Work to complete
Starting with the line that contains "Query: puppy's black nose" and stopping after the line that contains "Query: puppy's chin", copy the entries below exactly. Include nothing else.

Input material

+ + + + + + +

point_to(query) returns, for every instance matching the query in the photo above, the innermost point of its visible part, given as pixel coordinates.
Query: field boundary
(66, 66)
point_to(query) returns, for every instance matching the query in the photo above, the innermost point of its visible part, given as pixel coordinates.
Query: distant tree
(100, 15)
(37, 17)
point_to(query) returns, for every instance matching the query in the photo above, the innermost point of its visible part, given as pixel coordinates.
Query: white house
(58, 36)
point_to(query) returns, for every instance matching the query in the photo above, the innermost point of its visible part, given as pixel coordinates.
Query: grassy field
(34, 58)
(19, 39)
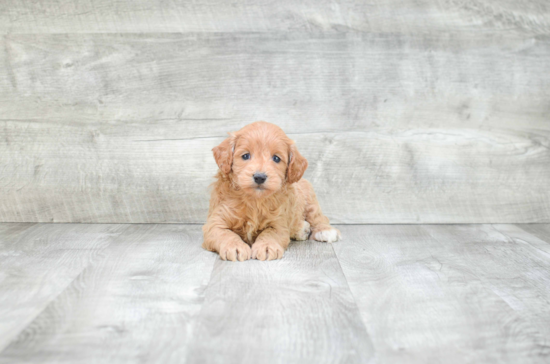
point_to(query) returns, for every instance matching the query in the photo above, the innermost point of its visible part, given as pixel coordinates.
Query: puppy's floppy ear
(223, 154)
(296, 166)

+ + + + + + +

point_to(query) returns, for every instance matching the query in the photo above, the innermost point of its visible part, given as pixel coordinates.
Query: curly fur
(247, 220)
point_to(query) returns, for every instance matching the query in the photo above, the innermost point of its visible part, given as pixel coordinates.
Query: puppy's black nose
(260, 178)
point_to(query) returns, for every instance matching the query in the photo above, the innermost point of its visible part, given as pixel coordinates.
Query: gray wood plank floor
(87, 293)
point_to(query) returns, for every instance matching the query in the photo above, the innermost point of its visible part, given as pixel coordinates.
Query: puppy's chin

+ + + + + + +

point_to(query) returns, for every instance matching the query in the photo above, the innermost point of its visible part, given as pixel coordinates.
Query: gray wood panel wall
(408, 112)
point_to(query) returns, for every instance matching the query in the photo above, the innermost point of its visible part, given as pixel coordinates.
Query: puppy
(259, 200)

+ + + + + + +

Response area
Query: puppy's black nose
(260, 178)
point_to(query) returns, for every instance matching the query in the photo above, the innermost point of its visible part, given as pixel coordinates.
Query: gray wood plank floor
(87, 293)
point_to(query) returns, for every instance matching the query in the photo above, the innermost point of its visible part, given as pixel coordinates.
Query: puppy's chin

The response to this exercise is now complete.